# [Problem]
Retype exactly the lines from the line with "[point] every instance of the short" to the end of the data, keeping both boundary lines.

(Dataset entries)

- - - -

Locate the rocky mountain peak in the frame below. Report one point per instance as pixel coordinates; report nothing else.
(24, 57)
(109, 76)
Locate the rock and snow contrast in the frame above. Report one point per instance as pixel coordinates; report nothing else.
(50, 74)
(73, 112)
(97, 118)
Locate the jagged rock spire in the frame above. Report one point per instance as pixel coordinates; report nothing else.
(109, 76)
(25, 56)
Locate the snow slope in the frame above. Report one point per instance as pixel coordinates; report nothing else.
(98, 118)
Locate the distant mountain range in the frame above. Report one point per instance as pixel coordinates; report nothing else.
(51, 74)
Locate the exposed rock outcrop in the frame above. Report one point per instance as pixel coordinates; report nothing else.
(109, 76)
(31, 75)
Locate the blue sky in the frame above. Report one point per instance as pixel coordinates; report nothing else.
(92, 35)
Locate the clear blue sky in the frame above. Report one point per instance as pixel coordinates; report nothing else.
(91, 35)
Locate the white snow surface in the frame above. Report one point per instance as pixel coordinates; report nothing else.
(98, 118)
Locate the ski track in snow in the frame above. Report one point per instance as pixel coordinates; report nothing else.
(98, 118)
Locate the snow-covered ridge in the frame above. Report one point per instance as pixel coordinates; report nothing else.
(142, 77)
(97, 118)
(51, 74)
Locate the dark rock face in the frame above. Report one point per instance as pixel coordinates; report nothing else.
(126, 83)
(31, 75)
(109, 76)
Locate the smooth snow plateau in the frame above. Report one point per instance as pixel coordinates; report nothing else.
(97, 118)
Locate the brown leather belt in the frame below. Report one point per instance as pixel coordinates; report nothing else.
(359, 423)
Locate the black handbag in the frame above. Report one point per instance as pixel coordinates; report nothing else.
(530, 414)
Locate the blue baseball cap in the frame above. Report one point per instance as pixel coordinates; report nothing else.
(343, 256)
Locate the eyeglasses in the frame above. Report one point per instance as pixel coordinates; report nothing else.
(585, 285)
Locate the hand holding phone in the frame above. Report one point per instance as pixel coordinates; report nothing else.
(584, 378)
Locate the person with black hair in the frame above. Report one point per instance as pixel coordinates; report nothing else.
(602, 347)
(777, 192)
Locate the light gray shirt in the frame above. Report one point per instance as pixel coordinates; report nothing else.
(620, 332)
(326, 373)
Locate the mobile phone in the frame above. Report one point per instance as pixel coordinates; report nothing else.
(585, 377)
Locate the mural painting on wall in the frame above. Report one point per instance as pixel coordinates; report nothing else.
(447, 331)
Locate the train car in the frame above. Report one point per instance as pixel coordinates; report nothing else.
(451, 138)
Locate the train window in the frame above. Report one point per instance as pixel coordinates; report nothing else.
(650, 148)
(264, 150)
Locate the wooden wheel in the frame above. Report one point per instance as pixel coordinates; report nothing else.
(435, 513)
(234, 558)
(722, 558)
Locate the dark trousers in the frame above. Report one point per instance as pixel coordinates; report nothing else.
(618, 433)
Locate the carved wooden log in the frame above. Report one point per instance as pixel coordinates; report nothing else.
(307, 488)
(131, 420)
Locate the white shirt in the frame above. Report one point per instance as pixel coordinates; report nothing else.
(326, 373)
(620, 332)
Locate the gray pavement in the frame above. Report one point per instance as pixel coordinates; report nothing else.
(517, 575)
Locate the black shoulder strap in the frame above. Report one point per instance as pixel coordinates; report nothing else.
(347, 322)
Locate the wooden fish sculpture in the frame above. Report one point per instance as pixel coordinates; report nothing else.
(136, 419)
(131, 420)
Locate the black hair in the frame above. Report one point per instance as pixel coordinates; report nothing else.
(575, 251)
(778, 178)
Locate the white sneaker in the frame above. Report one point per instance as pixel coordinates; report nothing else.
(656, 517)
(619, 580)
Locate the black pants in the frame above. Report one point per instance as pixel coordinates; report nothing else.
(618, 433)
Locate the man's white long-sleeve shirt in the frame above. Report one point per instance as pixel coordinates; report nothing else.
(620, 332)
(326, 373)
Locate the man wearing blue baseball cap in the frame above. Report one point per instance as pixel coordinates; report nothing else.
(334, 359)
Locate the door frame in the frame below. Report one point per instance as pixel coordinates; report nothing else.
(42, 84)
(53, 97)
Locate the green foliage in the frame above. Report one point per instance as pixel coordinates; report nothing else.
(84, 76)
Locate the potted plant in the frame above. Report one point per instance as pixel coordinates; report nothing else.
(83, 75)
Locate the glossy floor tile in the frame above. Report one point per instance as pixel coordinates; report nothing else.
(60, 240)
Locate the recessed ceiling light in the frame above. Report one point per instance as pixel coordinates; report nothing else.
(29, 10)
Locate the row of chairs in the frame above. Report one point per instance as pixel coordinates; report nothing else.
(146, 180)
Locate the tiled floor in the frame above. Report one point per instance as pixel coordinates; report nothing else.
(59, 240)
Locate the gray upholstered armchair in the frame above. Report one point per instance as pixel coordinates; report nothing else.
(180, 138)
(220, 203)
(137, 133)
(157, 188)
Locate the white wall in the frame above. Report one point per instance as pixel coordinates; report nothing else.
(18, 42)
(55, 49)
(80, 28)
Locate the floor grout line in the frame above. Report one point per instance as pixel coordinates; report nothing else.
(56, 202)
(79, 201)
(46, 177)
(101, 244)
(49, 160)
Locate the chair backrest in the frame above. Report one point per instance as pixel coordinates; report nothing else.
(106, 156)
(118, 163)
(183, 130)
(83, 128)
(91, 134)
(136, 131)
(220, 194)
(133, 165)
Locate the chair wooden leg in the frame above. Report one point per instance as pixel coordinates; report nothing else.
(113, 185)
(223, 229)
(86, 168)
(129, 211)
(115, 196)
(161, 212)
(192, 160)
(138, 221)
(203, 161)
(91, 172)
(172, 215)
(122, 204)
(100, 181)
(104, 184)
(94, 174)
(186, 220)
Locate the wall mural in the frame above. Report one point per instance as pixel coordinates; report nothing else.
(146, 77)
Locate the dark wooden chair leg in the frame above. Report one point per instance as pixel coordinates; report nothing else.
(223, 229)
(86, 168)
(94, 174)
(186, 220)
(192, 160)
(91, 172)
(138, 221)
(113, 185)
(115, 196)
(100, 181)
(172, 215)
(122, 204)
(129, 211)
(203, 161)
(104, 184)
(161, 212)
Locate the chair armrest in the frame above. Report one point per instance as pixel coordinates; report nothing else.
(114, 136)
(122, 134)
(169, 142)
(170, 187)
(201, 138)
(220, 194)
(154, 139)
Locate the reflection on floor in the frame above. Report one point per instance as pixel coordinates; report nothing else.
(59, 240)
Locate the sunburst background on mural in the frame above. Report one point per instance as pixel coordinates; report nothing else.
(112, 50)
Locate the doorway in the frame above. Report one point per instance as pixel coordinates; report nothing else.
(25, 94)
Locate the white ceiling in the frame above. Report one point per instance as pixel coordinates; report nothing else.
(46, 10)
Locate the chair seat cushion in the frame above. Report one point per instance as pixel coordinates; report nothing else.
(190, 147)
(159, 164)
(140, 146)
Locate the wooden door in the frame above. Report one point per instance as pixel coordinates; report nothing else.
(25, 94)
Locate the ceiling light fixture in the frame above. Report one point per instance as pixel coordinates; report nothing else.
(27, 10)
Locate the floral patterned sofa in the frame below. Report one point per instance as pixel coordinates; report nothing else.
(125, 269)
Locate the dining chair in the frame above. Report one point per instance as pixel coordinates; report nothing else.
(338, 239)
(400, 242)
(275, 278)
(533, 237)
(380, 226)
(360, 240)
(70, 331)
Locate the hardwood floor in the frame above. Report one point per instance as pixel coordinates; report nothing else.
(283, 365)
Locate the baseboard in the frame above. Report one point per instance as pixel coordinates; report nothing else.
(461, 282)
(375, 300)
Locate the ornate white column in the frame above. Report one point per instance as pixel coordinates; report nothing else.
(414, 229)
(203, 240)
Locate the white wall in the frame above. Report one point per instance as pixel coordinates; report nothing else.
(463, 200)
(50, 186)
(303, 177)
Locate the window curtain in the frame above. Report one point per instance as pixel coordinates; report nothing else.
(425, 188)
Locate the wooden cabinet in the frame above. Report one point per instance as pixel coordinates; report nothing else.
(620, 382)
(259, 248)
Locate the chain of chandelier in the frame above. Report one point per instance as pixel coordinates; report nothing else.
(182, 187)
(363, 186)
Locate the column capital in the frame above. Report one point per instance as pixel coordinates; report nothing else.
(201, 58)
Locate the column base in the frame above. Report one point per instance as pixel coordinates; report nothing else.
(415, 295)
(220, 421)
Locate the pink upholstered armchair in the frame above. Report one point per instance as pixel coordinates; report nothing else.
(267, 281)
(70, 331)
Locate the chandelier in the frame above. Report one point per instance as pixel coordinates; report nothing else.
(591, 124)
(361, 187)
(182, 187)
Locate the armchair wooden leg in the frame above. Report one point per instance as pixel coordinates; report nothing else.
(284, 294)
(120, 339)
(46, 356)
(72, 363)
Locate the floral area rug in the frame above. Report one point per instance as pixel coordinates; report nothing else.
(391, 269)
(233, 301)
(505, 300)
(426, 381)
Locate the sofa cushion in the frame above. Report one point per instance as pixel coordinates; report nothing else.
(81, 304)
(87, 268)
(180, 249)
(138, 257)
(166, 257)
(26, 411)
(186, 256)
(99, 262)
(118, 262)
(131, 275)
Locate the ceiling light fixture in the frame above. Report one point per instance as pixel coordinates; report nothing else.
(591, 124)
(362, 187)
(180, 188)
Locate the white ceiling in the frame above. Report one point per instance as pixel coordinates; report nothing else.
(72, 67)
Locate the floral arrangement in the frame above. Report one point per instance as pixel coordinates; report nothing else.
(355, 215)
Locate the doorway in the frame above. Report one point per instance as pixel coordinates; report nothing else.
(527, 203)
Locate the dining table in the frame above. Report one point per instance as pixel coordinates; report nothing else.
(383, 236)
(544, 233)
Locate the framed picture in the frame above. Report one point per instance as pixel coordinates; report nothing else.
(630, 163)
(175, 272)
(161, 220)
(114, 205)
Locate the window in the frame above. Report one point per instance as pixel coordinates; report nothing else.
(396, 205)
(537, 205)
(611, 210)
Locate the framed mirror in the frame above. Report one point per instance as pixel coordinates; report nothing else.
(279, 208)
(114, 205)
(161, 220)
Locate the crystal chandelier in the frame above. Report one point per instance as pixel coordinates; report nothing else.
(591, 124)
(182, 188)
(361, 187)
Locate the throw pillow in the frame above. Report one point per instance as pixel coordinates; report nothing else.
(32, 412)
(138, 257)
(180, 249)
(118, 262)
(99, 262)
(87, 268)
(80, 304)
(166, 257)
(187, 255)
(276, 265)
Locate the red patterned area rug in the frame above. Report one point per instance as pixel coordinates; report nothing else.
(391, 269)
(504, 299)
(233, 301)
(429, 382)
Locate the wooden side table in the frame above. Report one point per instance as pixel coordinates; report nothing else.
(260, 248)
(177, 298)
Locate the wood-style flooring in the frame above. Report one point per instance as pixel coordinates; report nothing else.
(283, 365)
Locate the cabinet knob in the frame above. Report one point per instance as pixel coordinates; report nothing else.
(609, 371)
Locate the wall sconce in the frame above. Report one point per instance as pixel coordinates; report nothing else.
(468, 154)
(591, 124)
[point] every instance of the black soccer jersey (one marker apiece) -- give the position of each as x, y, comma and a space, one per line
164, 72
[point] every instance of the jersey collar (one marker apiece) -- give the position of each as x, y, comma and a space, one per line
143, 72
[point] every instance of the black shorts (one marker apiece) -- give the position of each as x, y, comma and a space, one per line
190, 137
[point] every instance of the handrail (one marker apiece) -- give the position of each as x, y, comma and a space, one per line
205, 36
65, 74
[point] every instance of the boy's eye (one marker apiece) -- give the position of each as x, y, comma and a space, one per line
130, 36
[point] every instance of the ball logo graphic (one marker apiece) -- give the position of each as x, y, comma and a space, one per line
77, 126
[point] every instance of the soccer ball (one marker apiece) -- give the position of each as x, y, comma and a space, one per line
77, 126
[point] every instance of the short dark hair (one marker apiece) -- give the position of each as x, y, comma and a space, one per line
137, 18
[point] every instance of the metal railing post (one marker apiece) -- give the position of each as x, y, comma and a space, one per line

- - - -

# [Reply]
[point] every instance of the short dark hair (one marker apiece) -- give the position of each as x, y, comma and a space, one per line
137, 18
[point] every instance of the metal railing post (one marker apiece) -- give the position of each as x, y, comma and a space, one per line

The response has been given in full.